▶

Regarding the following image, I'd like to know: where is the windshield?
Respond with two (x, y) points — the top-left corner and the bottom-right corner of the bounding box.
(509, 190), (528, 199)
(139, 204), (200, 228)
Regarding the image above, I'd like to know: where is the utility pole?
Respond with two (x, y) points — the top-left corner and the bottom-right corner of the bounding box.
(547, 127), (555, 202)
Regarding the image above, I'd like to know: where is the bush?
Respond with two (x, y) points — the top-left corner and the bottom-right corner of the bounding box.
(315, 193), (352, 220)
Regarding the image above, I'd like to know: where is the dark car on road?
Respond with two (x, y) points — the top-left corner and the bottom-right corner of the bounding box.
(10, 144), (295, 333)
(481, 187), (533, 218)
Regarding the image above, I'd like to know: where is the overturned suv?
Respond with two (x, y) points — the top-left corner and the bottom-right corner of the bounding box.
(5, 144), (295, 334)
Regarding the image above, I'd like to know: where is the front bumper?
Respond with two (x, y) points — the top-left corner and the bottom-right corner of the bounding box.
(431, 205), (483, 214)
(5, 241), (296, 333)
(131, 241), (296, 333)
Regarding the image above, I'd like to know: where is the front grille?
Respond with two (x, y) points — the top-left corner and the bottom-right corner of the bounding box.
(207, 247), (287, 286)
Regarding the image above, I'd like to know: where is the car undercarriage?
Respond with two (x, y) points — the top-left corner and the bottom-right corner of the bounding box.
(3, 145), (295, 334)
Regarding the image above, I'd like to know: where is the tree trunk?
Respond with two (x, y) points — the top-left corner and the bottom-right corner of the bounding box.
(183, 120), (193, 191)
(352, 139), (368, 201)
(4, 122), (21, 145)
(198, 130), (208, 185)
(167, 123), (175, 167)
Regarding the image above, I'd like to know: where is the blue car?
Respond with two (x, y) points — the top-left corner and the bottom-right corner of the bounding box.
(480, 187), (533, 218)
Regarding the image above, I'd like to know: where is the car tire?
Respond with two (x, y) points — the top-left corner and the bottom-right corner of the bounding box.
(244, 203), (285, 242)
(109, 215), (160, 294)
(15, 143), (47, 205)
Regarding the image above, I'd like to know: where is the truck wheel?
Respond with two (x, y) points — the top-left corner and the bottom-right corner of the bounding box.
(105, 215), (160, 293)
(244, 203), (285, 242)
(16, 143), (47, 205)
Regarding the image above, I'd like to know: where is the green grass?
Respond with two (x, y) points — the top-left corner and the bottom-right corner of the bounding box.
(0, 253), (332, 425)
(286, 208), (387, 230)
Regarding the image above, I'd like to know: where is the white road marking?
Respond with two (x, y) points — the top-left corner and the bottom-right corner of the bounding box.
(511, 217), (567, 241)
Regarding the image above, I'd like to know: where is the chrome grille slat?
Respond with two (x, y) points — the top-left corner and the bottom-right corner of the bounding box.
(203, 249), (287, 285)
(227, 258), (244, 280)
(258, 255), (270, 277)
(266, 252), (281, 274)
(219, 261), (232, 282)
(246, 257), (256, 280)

◀

• **THE REQUEST**: Put every one of the entries above into a numbered list, omitting any blank lines.

• **TASK ANSWER**:
1. Regarding the following image, I'd like to know: where is the windshield?
2. Respond with two (x, y) points — the top-left corner and the bottom-right corner of the bounding box.
3. (509, 190), (528, 199)
4. (139, 204), (200, 228)
5. Regarding the image above, I'd like to know: where is the utility pole?
6. Respond with two (x, y) points — the top-left corner and the bottom-right corner of the bounding box.
7. (547, 127), (555, 202)
8. Regarding the image above, I'd like to know: where is the bush?
9. Respond with two (x, y) points — the top-left corner and the bottom-right corner of the bounding box.
10. (315, 193), (352, 220)
11. Regarding the image above, I'd like to know: where is the dark car on road?
12. Respond with two (x, y) points — the top-left corner and the bottom-right corner of the bounding box.
13. (10, 144), (295, 333)
14. (481, 187), (533, 218)
15. Regarding the image above, I'd like to know: where is the overturned suv?
16. Respond with two (x, y) points — the top-left corner and the bottom-right corner of the bounding box.
17. (5, 144), (295, 334)
18. Regarding the image above, I'd like to know: where is the front bumper?
19. Respond with two (x, y) points — the top-left corner and the bottom-right corner of the bounding box.
20. (431, 205), (483, 214)
21. (5, 241), (296, 333)
22. (131, 241), (296, 333)
23. Regarding the image above, I'd like to know: where is the front grille?
24. Respond with two (x, y) points — the top-left corner and the bottom-right corner of the bounding box.
25. (207, 247), (287, 286)
26. Regarding the image above, I'd like to know: where is the car undercarriage?
27. Respond with two (x, y) points — the top-left corner and the bottom-right corner of the bounding box.
28. (3, 145), (295, 334)
29. Regarding the image above, I'd like to know: where is the tree trunk?
30. Respond with two (x, y) points — the top-left corner and the bottom-right corner of the bounding box.
31. (183, 120), (193, 191)
32. (352, 139), (368, 201)
33. (4, 122), (21, 145)
34. (198, 130), (208, 185)
35. (167, 123), (175, 167)
36. Regarding the image above, I'd like to know: where is the blue car?
37. Respond with two (x, y) points — the top-left corner and the bottom-right corner of the bounding box.
38. (480, 187), (533, 218)
39. Regarding the image above, I'd like to know: where is the car tire?
40. Respond with two (x, y) points — the top-left corner and the bottom-right corner of the bounding box.
41. (244, 203), (285, 242)
42. (109, 215), (160, 294)
43. (15, 143), (47, 205)
44. Regarding the image above, I'd like to know: where is the truck wheel?
45. Respond with two (x, y) points — the top-left corner and the bottom-right corner of the bounding box.
46. (105, 215), (160, 293)
47. (244, 203), (285, 242)
48. (16, 143), (47, 205)
49. Regarding the image above, I'd like to know: where is the green grass?
50. Respond with two (x, y) points — the top-left corner and the bottom-right corner of the bounding box.
51. (0, 253), (332, 425)
52. (286, 208), (387, 230)
53. Regarding the image above, I'd like to know: where is the white road marking?
54. Respond with two (x, y) points — the top-left corner and the bottom-right corner of the bounding box.
55. (511, 217), (567, 241)
56. Regarding the image above, I'd like to know: where is the chrome grille slat?
57. Respond with two (x, y) points — the top-left corner and the bottom-right corner of the bounding box.
58. (203, 249), (287, 285)
59. (227, 258), (244, 280)
60. (258, 255), (270, 277)
61. (266, 252), (281, 274)
62. (219, 261), (232, 282)
63. (246, 257), (256, 280)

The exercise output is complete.